IPSO FACTO

アメリカの首都ワシントンで活動するジャーナリストの独り言を活字化してみました。気軽に読んでください。

いけるかねぇ、4割の大台

2005-08-26 15:01:47 | イラク関連
よーやく、月刊誌記事原稿の手直しが終了(編集部のK氏、本当にご苦労さんです)。これで大丈夫かなと信じつつ、深夜1時にコーヒーメーカーのスイッチを入れる。ブログと同じように、なぜか寝る前にコーヒーを飲むクセは今も治らず。今回、僕が書いた記事のテーマは宇宙関連のもので、普段あんまり扱わないテーマという事もあって、取材前に受験生のごとく関連資料に目を通した。宇宙事業に詳しい人からも話を聞いたりして、なんとか原稿を完成させる事ができました。テレビ局時代にスペース・シャトル「コロンビア」の空中分解事故が発生し、その日すぐにワシントン市内にあるNASAのオフィスに資料テープをもらいに行った記憶がある。報道内容が事故に関する物だったので、僕の中で宇宙関連ニュースに暗いイメージを持ってたのも事実。でも、今回の取材であらためて分かったんだけど、夢があっていいよなぁ。話を聞いてるだけで、こっちがワクワクするくらいだから。

元データ

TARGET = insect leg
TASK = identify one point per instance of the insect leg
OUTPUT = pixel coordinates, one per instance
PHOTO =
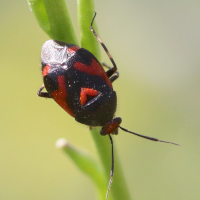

課題
記事について次の問いに答えてください。
1. 筆者が書いた月刊誌記事のテーマは何ですか？
2. 筆者がコーヒーメーカーのスイッチを入れたのは何時ですか？
3. 「コロンビア」の事故の日、筆者はどこへ何をもらいに行きましたか？
リストは記事とは別の資料です。

解答
1. 宇宙関連のもの
2. 深夜1時
3. ワシントン市内にあるNASAのオフィスへ、資料テープをもらいに行った